### Source extract
******

Diversity isn’t about tokenism, rigid constraints or being a killjoy. Diversity is productive. It’s about solving problems effectively. Diversity in perspectives and lived experience is especially significant when it comes to addressing “wicked problems” like access to justice[1]. Yet, in spite of the hard evidence that diversity increases innovation and the subsequent development of informed, effective solutions, it remains elusive.

In working in the access to justice sphere, I find that limited diversity is most apparent in conversations about technology. This strikes me as odd because its applied nature makes it an easy source for a diversity win. People who have successfully incorporated technology into their lives, who can speak about its practical features and limitations, easily cut across a range of areas, including occupation, generation, race, sexual orientation, disability and gender. This is an area ripe for cross-pollination, to learn from other sectors not just about technical aspects behind the development of a specific product or tool, but also about how to connect socio-cultural aspects of tech-based solutions to issues of inequality.

From October 17 to 21, The Action Group on Access to Justice (TAG) will host Ontario’s first Access to Justice Week. It has been developed with a range of partners both inside and outside of the justice system in an attempt to diversify participants in the access to justice conversation. Speakers have been selected for their expertise and to reflect the varied dimensions of the access to justice crisis.

During this week, we will feature a range of initiatives from across Canada, including Steps to Justice. This online resource led by Community Legal Education Ontario brings together a broad range of Ontario’s justice sector partners. Steps to Justice will ultimately be a website with plain language content about common legal problems that can be embedded on to the websites of other partners — within the justice sector and beyond. The initiative has involved extensive in-person and online user-testing. The goal has been to ensure that the final presentation of content is intuitive and reflective of how people actually engage with this type of material online.

******

### Supplied material
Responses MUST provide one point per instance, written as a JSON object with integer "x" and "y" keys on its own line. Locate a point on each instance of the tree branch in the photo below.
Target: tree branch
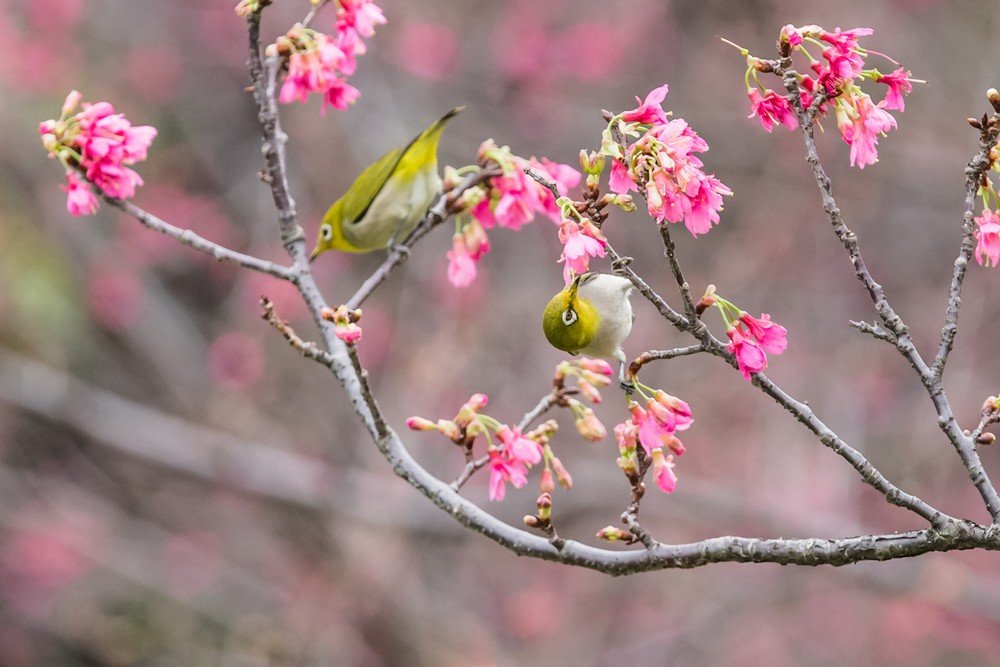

******

### Problem set
1) Please repeat the access to justice text word for word, from "From October 17" to "to justice crisis.".
2) Keep writing the access to justice text, picking up right after its last sentence.
The data come from a separate source, unrelated to the text on access to justice.

### Task-by-task results
1)
From October 17 to 21, The Action Group on Access to Justice (TAG) will host Ontario’s first Access to Justice Week. It has been developed with a range of partners both inside and outside of the justice system in an attempt to diversify participants in the access to justice conversation. Speakers have been selected for their expertise and to reflect the varied dimensions of the access to justice crisis.

2)
Although this reads like a technological response to access to justice, diversity runs throughout Steps to Justice. Testing subjects were selected to reflect demographic traits of people in Ontario — particularly those who had experience with specific legal problems. Furthermore, this type of project brings together an inter-disciplinary team — lawyers and public legal education experts, but also designers, developers, community workers and communications experts.

Recently in the legal world, conversations about diversity have focused on the judiciary. Toronto lawyer and president of the South Asian Bar Association, Ranjan Agarwal, has voiced concerns about diversifying the bench, pointing out that the push needs to start earlier by ensuring the feeder system holds sufficiently diverse candidates. In the justice sector, we need more awareness and normalizing of diversity all around us — from panels and beyond. Can we disrupt the default thinking when we’re organizing an event or even attending one?

Public confidence is a pressing access to justice issue. People need to see themselves and their lived experience reflected throughout the sector — whether that’s on the bench or at a conference. Diversity, like access to justice, is everyone’s problem but it’s also a part of the solution.

Sabreena Delhon is the Manager of The Action Group on Access to Justice. Follow her @sabreenadelhon.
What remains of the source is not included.